(Dataset excerpts)
Content starts

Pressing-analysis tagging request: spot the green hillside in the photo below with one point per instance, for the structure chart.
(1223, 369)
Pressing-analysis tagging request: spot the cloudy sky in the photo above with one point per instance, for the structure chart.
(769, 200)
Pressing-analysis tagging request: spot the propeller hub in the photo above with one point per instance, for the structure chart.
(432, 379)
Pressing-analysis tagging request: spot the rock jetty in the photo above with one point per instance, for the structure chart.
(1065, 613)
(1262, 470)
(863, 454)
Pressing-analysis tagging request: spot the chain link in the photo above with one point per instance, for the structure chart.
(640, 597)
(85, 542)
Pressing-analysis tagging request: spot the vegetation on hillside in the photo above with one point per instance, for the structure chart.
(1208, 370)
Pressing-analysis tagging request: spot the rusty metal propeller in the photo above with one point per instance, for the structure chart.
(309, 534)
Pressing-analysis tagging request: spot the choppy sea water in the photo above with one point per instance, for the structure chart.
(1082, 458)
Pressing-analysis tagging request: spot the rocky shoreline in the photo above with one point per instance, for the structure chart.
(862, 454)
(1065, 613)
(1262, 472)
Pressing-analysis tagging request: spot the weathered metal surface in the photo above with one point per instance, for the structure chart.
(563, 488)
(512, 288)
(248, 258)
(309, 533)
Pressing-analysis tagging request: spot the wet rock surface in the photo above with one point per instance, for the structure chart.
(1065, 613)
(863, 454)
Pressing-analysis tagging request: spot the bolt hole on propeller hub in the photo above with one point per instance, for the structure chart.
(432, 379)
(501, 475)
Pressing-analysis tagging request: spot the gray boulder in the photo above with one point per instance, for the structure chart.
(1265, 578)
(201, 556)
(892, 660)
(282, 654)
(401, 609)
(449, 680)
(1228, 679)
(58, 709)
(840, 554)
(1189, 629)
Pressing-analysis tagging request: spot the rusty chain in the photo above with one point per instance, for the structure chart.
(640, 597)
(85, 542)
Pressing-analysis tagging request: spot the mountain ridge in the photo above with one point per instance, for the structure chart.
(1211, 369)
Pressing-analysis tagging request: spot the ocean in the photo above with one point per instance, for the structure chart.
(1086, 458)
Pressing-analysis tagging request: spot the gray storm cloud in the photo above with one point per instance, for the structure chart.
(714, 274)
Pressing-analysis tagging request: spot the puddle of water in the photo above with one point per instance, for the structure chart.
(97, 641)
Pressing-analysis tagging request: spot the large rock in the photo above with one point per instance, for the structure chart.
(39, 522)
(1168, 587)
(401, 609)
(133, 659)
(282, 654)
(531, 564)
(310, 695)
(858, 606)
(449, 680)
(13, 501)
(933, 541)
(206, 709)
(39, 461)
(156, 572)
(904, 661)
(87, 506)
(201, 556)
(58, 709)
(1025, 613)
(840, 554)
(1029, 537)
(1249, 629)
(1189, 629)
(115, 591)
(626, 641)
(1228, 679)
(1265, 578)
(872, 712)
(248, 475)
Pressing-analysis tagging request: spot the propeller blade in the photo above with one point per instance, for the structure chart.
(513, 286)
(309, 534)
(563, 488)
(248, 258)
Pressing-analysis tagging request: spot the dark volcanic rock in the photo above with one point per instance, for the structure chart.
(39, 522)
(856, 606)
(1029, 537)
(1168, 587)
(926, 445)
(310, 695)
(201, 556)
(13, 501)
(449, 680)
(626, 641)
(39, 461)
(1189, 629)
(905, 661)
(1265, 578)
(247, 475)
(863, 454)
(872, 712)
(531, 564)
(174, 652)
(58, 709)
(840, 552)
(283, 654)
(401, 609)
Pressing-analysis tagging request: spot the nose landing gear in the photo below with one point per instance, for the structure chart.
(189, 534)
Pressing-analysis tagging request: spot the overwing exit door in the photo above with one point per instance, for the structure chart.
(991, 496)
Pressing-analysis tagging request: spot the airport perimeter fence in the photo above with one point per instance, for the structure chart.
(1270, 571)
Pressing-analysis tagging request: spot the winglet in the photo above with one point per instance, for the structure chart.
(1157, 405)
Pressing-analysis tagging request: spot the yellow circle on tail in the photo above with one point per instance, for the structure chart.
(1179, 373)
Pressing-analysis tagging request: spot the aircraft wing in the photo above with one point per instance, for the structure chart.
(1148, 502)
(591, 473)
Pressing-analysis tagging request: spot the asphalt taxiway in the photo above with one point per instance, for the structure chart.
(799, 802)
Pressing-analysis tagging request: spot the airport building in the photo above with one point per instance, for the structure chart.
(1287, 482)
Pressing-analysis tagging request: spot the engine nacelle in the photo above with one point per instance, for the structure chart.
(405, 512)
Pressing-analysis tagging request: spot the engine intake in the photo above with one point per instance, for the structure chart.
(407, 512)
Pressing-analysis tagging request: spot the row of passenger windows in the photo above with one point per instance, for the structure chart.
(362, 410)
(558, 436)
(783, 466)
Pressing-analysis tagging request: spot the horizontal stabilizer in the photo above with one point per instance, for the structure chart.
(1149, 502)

Content ends

Exercise description ▸
So that nothing is lost, transcribe each entry exactly as written.

Answer to the problem ▸
Pressing-analysis tagging request: spot the green hillside in the photo below with one point per instance, for the structure chart.
(1223, 369)
Pressing-analysis tagging request: spot the cloudy sky in the photo above with one point per instance, for the structure chart.
(769, 200)
Pressing-analysis tagging request: spot the propeller hub in the photo above with one point per instance, for the structure chart.
(432, 379)
Pressing-analysis tagging request: spot the rock jetty in the photo above with one point per instance, for the structure chart.
(1065, 613)
(1262, 470)
(863, 454)
Pressing-analysis tagging request: spot the chain link in the photo above with one point per instance, for the structure chart.
(640, 597)
(85, 542)
Pressing-analysis tagging request: spot the vegetation on hillside in the photo above with one point per instance, for the structure chart.
(1208, 370)
Pressing-analysis tagging request: spot the rusty metal propeller in the photo above with one point per instance, for the structure chart.
(309, 534)
Pressing-analysis tagging request: spot the choppy sea water in the photo above with one point per instance, for the structure chart.
(1082, 458)
Pressing-analysis tagging request: spot the rocky shoreline in the photo above with one point per instance, for the structure chart.
(862, 454)
(1065, 613)
(1262, 472)
Pressing-analysis tagging request: spot the weathered metal surface in the photo above with one point per instance, for the structure chart.
(563, 488)
(512, 288)
(248, 258)
(309, 533)
Pressing-analysis tagging request: spot the wet rock surface in the photo above with one point per instance, for the structure chart.
(1065, 613)
(863, 454)
Pressing-analysis tagging request: spot the bolt hole on propeller hub in the photo above with one point per instance, for the structure chart.
(432, 379)
(501, 475)
Pressing-analysis tagging request: spot the gray boulder in the photo above with one point per instance, for the structure chart.
(1265, 578)
(201, 556)
(892, 660)
(282, 654)
(401, 609)
(449, 680)
(1228, 679)
(58, 709)
(840, 554)
(1189, 629)
Pressing-analysis tagging request: spot the rusty chain in the photo above with one point per instance, for the structure chart.
(640, 597)
(85, 542)
Pressing-analysis tagging request: spot the mountain ridge in the photo above with one point per instance, for the structure chart.
(1211, 369)
Pressing-analysis tagging request: spot the ocean in the photo above with one point per instance, for the structure chart.
(1086, 458)
Pressing-analysis tagging request: spot the gray storm cloud in the photo above with one point per instance, for the structure chart.
(714, 274)
Pressing-analysis tagging request: spot the puddle of water in the photo above with one point per instance, for the structure chart.
(97, 641)
Pressing-analysis tagging request: spot the large rock in the photo above with one point per instance, for the structure chart.
(39, 522)
(1168, 587)
(401, 609)
(133, 659)
(282, 654)
(531, 564)
(310, 695)
(858, 606)
(449, 680)
(13, 501)
(933, 541)
(206, 709)
(39, 461)
(156, 572)
(904, 661)
(87, 506)
(201, 556)
(58, 709)
(1025, 613)
(840, 554)
(1029, 537)
(1249, 629)
(1189, 629)
(115, 591)
(626, 641)
(1228, 679)
(1265, 578)
(872, 712)
(248, 475)
Pressing-analysis tagging request: spot the propeller blade in the photo above with one point per instance, for the structure chart.
(513, 286)
(309, 534)
(563, 488)
(248, 258)
Pressing-analysis tagging request: spot the dark volcanic rock in the photo above with one point per instance, for the structure chart.
(39, 522)
(856, 606)
(1029, 537)
(1168, 587)
(926, 445)
(310, 695)
(201, 556)
(13, 501)
(449, 680)
(626, 641)
(39, 461)
(1189, 629)
(905, 661)
(1265, 578)
(247, 475)
(863, 454)
(872, 712)
(531, 564)
(174, 652)
(58, 709)
(840, 552)
(283, 654)
(401, 609)
Pressing-analysis tagging request: spot the nose landing gear in the photo below with one point per instance, for the structure chart.
(189, 534)
Pressing-analysis tagging request: spot the overwing exit door in the photo above with one point per instance, for the structure chart.
(991, 496)
Pressing-analysis tagging request: spot the airport perimeter fence in the photo above with one point per instance, for the structure chart.
(1270, 571)
Pressing-analysis tagging request: spot the winglet in the photo above with one point per instance, for the structure chart.
(1157, 405)
Pressing-analysis tagging request: spot the yellow circle on tail in the photo above with one point per instance, for the structure chart.
(1179, 373)
Pressing-analysis tagging request: spot the aircraft wing in the photo above with one point per instance, for the structure chart.
(1148, 502)
(591, 473)
Pressing-analysis tagging request: spot the asphalt taxiway in the photo above with one point per instance, for the structure chart.
(799, 802)
Pressing-analysis tagging request: spot the airport building in the photo above with one point per instance, for the structure chart.
(1287, 482)
Pressing-analysis tagging request: spot the engine nacelle in the photo above with one point per instance, for the structure chart.
(405, 512)
Pressing-analysis tagging request: spot the engine intake in the photo above with one point per instance, for the structure chart.
(407, 512)
Pressing-analysis tagging request: spot the row of passenger windows in the photo above with one point per instance, for the structure chart.
(362, 410)
(558, 436)
(783, 466)
Pressing-analysis tagging request: spot the horizontal stabilizer in the photo above with one point per instance, for the structure chart.
(1149, 502)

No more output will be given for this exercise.